'''
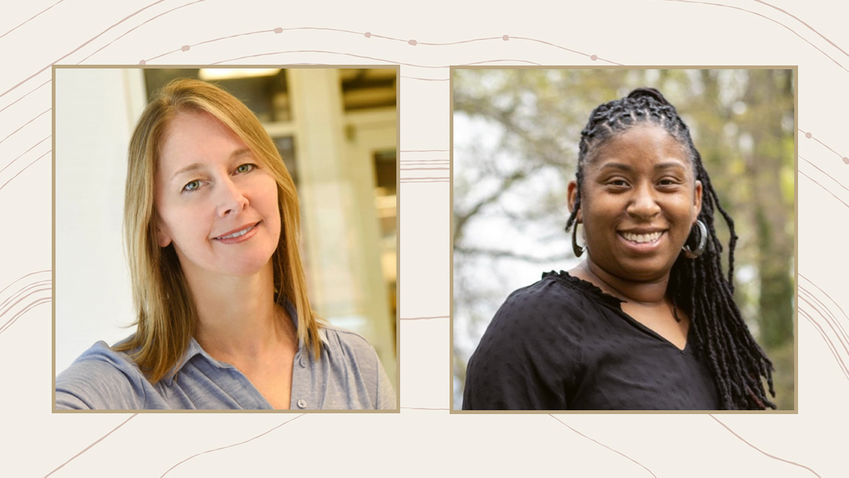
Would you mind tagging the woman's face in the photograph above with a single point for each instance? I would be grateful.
(639, 201)
(213, 199)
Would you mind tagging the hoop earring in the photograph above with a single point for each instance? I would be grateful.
(700, 249)
(576, 249)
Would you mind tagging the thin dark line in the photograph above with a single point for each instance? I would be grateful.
(758, 449)
(228, 446)
(602, 444)
(88, 447)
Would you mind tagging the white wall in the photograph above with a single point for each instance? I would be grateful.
(95, 111)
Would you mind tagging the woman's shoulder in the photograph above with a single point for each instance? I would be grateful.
(101, 378)
(555, 296)
(342, 342)
(353, 357)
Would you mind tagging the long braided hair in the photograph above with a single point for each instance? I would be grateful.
(698, 285)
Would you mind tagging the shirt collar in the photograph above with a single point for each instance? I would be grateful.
(194, 347)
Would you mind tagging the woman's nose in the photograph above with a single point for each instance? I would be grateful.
(643, 203)
(231, 198)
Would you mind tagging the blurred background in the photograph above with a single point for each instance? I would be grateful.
(336, 130)
(515, 145)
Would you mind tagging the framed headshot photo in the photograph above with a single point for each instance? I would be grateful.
(225, 238)
(624, 239)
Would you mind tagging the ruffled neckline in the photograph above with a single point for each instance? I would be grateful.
(585, 286)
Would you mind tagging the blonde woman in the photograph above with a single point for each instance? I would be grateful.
(224, 322)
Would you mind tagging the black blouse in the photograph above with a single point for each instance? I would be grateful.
(562, 344)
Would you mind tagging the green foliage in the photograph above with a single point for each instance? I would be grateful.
(742, 123)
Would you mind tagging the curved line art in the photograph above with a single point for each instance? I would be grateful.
(803, 23)
(825, 188)
(832, 321)
(26, 309)
(770, 19)
(24, 125)
(25, 95)
(24, 169)
(824, 172)
(758, 449)
(810, 135)
(429, 317)
(354, 55)
(28, 289)
(410, 42)
(229, 446)
(831, 346)
(591, 57)
(25, 152)
(828, 343)
(424, 79)
(24, 277)
(79, 47)
(189, 46)
(605, 446)
(136, 28)
(826, 294)
(30, 18)
(93, 444)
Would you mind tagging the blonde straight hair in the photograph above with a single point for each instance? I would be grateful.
(166, 313)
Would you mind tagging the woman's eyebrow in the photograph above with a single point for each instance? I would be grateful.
(186, 169)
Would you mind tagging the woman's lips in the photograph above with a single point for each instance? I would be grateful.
(238, 235)
(641, 240)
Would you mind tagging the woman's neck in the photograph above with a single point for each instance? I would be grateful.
(642, 292)
(237, 316)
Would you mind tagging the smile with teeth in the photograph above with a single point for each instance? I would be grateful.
(238, 233)
(642, 238)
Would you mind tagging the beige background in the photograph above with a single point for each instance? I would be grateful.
(425, 38)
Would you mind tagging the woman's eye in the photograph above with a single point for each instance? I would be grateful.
(245, 168)
(191, 186)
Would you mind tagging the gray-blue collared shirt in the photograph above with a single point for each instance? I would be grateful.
(348, 375)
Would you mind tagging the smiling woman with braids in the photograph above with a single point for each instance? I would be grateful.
(648, 319)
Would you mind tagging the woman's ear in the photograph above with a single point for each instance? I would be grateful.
(572, 195)
(162, 236)
(697, 200)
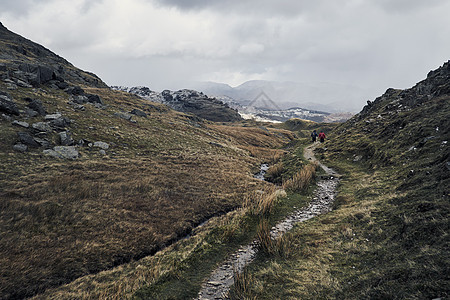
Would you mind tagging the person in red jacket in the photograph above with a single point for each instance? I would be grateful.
(322, 136)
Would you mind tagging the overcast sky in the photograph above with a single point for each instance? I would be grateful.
(163, 44)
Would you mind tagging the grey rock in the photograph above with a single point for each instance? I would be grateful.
(94, 99)
(102, 145)
(36, 105)
(31, 113)
(79, 99)
(43, 142)
(42, 127)
(20, 147)
(62, 122)
(65, 138)
(52, 116)
(77, 106)
(124, 116)
(27, 139)
(22, 83)
(63, 152)
(37, 74)
(7, 118)
(76, 90)
(21, 124)
(8, 106)
(138, 113)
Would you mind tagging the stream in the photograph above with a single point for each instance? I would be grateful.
(221, 279)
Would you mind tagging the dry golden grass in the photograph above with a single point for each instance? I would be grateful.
(275, 170)
(262, 202)
(163, 175)
(301, 179)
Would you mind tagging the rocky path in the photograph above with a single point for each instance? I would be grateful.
(218, 284)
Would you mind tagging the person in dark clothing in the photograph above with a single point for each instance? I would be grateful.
(314, 136)
(322, 136)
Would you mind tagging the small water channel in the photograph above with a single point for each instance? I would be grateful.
(221, 279)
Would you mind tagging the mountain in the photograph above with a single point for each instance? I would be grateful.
(93, 178)
(327, 97)
(398, 146)
(188, 101)
(28, 64)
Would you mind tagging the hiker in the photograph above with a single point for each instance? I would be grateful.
(322, 136)
(314, 135)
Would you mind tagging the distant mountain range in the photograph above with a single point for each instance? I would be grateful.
(329, 97)
(224, 108)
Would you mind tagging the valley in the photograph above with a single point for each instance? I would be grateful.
(105, 194)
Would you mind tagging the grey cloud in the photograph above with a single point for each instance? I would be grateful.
(262, 7)
(406, 6)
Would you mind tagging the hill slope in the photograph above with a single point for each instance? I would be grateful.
(92, 178)
(387, 237)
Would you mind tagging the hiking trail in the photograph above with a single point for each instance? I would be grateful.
(219, 282)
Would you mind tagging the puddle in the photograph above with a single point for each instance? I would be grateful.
(262, 171)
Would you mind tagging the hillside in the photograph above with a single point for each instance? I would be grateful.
(188, 101)
(92, 178)
(387, 237)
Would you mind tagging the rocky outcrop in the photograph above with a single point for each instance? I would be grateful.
(188, 101)
(7, 105)
(436, 84)
(27, 64)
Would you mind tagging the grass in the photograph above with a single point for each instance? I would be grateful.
(162, 176)
(387, 237)
(178, 270)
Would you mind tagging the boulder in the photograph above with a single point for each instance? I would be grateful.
(63, 152)
(20, 124)
(76, 91)
(8, 106)
(52, 116)
(42, 127)
(65, 138)
(138, 113)
(94, 99)
(43, 142)
(61, 122)
(37, 106)
(20, 147)
(102, 145)
(27, 139)
(36, 74)
(124, 116)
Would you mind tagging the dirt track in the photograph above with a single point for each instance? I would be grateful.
(218, 284)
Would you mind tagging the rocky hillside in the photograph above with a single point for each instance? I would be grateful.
(92, 178)
(402, 126)
(399, 144)
(24, 63)
(188, 101)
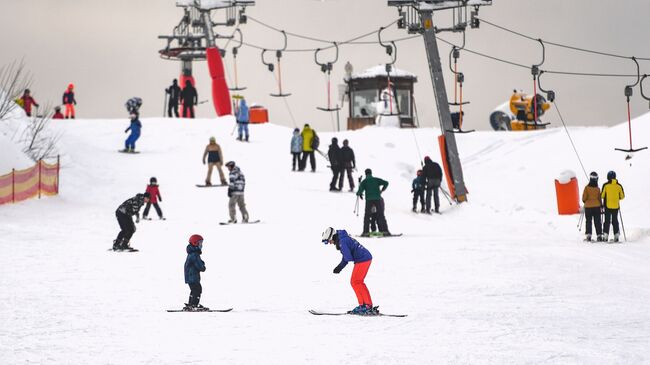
'''
• [What to work on]:
Reproduce the stretch from the line containing "Would you mind tagging the dirt" through the end of the items, renaming "rocky hillside" as "rocky slope" and changing nothing else. Leave the pictures out of your answer.

• [Answer to the task]:
Would you mind tagging the dirt track in the photograph above with a single point for each instance? I would be grateful.
(218, 284)
Would you mind tagging the rocky slope in the photograph above with a single point for each instance? I would be grateful.
(92, 178)
(402, 126)
(399, 144)
(24, 63)
(188, 101)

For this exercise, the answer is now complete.